-- Opening Marker --

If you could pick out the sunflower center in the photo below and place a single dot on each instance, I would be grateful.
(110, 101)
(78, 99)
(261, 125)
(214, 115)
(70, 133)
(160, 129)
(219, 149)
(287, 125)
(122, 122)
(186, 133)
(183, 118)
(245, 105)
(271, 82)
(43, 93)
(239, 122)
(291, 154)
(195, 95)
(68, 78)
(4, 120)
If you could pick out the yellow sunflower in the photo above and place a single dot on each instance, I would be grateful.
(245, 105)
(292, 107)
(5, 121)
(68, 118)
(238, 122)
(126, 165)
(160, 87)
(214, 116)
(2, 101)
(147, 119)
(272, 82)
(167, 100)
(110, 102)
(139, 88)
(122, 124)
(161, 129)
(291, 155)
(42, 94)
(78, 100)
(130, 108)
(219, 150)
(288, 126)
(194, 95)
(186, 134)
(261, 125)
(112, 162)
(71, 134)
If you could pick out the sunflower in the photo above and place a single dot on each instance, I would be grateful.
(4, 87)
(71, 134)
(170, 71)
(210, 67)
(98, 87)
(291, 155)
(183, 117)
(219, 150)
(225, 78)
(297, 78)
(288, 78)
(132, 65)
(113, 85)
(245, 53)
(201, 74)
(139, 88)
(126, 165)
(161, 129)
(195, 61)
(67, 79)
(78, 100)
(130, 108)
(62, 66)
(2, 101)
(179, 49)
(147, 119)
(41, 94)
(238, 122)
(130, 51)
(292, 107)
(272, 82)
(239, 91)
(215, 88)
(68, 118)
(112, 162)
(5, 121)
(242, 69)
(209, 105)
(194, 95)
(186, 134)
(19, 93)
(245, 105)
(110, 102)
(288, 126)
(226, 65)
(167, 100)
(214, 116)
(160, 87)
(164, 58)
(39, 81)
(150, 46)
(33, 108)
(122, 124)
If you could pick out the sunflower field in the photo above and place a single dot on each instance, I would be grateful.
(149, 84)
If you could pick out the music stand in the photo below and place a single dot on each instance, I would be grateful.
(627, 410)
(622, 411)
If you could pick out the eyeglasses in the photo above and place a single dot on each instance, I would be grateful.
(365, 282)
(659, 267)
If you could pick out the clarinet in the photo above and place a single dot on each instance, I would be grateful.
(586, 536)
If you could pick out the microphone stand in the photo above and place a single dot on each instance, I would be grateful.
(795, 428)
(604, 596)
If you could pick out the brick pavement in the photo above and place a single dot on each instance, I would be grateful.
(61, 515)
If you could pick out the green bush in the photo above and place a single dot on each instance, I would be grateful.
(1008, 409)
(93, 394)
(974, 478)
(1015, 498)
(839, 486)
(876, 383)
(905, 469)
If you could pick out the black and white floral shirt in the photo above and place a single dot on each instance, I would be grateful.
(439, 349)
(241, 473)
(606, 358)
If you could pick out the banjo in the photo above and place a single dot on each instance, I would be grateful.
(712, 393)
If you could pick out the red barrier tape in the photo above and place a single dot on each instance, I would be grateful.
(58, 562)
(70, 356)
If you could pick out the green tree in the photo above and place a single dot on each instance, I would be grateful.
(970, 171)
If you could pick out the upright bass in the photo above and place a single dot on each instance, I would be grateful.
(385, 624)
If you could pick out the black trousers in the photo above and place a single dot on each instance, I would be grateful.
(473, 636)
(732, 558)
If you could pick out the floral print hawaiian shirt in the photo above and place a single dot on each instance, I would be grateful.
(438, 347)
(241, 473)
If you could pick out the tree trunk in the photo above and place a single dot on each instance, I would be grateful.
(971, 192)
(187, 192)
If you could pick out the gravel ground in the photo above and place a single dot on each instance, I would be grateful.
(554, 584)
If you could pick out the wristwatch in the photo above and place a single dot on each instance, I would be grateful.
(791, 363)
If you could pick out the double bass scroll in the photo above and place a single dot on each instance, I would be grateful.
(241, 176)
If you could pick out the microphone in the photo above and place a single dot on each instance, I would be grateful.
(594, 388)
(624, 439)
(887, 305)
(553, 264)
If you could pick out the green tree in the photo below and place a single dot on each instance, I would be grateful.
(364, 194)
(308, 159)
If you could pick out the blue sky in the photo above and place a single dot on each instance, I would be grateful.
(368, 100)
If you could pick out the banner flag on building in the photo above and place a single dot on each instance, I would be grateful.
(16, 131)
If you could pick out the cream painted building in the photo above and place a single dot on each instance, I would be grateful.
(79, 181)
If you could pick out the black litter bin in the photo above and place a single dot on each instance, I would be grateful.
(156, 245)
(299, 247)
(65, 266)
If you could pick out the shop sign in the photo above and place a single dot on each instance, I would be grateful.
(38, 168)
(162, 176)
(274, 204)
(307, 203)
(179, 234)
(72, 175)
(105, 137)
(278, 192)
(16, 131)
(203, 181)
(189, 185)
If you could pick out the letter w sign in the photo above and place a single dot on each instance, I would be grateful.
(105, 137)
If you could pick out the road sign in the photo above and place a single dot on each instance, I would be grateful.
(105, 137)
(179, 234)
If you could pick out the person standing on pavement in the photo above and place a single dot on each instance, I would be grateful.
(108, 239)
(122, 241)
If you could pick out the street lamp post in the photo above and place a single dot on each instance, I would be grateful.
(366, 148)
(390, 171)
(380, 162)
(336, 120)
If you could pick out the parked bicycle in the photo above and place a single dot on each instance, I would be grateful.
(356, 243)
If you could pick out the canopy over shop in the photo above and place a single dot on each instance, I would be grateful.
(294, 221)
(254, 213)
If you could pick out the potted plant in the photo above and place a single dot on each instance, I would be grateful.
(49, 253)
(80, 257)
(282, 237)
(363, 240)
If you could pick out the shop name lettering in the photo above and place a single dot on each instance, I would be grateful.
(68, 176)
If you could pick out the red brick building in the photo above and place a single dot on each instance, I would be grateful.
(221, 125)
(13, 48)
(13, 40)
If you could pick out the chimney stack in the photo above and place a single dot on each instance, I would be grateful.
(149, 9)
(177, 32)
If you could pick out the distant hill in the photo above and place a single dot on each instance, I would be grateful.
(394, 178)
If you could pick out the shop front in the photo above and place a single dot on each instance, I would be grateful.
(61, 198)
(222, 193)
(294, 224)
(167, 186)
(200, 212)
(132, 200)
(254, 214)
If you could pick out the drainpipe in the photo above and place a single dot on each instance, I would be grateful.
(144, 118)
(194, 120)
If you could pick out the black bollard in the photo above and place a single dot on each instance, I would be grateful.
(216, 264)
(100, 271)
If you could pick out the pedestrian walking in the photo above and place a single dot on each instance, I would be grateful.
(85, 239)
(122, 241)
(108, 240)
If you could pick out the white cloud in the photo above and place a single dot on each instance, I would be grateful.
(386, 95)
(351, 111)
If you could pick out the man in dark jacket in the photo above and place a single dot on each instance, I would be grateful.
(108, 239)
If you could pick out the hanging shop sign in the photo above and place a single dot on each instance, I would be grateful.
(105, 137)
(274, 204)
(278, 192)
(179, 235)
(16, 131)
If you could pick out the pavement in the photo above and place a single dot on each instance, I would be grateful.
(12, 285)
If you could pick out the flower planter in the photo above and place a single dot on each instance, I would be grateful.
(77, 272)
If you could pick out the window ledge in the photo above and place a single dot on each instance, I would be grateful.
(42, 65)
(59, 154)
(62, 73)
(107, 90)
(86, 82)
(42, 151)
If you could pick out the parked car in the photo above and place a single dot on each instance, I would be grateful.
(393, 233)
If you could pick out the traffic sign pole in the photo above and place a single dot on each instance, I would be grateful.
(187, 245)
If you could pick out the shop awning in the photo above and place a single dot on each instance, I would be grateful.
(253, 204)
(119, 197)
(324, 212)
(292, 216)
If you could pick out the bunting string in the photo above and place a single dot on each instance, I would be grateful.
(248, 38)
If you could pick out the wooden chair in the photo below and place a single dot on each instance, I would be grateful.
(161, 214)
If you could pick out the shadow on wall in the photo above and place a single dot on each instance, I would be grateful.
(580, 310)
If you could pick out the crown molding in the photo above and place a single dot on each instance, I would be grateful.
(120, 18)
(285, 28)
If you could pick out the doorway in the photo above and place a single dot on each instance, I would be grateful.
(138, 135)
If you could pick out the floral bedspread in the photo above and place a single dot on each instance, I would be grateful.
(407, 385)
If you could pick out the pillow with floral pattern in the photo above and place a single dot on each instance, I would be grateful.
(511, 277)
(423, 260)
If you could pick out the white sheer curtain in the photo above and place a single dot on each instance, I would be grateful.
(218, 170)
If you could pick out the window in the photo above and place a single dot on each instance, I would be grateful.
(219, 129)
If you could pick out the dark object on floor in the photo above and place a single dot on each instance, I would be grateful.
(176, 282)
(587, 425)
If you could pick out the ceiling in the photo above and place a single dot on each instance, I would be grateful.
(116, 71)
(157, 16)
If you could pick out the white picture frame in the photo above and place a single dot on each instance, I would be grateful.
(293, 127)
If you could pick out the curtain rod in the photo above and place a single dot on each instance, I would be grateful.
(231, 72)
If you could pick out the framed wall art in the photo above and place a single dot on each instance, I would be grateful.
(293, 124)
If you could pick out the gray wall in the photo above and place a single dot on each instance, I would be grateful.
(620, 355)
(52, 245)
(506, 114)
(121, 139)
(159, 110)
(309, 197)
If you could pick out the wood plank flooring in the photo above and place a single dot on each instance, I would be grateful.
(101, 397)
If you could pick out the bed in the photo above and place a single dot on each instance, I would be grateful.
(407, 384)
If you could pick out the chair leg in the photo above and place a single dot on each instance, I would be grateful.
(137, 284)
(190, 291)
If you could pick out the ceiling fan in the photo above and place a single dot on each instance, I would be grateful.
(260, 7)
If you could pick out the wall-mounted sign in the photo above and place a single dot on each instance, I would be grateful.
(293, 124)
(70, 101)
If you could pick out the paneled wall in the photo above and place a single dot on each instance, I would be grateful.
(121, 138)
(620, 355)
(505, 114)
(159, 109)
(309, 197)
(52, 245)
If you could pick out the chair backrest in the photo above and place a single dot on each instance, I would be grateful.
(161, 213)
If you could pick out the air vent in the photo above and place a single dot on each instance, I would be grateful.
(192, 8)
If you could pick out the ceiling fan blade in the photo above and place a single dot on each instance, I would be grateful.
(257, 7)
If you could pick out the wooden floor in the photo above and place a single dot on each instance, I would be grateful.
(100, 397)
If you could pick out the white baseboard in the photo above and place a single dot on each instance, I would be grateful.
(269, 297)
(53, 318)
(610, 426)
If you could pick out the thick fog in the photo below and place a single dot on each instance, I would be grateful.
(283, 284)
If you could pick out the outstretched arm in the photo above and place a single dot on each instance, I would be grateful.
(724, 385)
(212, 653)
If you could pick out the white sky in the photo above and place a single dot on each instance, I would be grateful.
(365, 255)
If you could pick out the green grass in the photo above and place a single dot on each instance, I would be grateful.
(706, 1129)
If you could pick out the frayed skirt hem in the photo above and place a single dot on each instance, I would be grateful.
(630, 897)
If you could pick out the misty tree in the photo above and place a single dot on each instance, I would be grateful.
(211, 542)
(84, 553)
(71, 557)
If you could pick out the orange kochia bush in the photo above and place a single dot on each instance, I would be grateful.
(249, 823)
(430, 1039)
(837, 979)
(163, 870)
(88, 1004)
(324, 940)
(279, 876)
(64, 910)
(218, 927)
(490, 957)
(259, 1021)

-- Closing Marker --

What is being asked: Copy exactly, and only, the lines from the line that contains "If you could pick out the white sky" through the end of the data above.

Answer to this problem:
If you could pick out the white sky in the photo above and place a single dot on each instance, I would be grateful.
(365, 255)
If you could pick out the green grass in the photo above and place a single dot on each instance, I would be grateful.
(706, 1129)
If you could pick out the frayed skirt hem in the photo above and place a single dot on each instance, I would be grateful.
(630, 897)
If you could pick out the misty tree in the photo above and place a single dot on each instance, I would be grateful.
(211, 542)
(84, 553)
(71, 557)
If you could pick out the orange kochia bush in the photo above and place a single dot on each instance, I would be grateful.
(249, 823)
(430, 1039)
(837, 979)
(163, 870)
(88, 1004)
(324, 940)
(279, 876)
(64, 910)
(218, 927)
(490, 957)
(259, 1021)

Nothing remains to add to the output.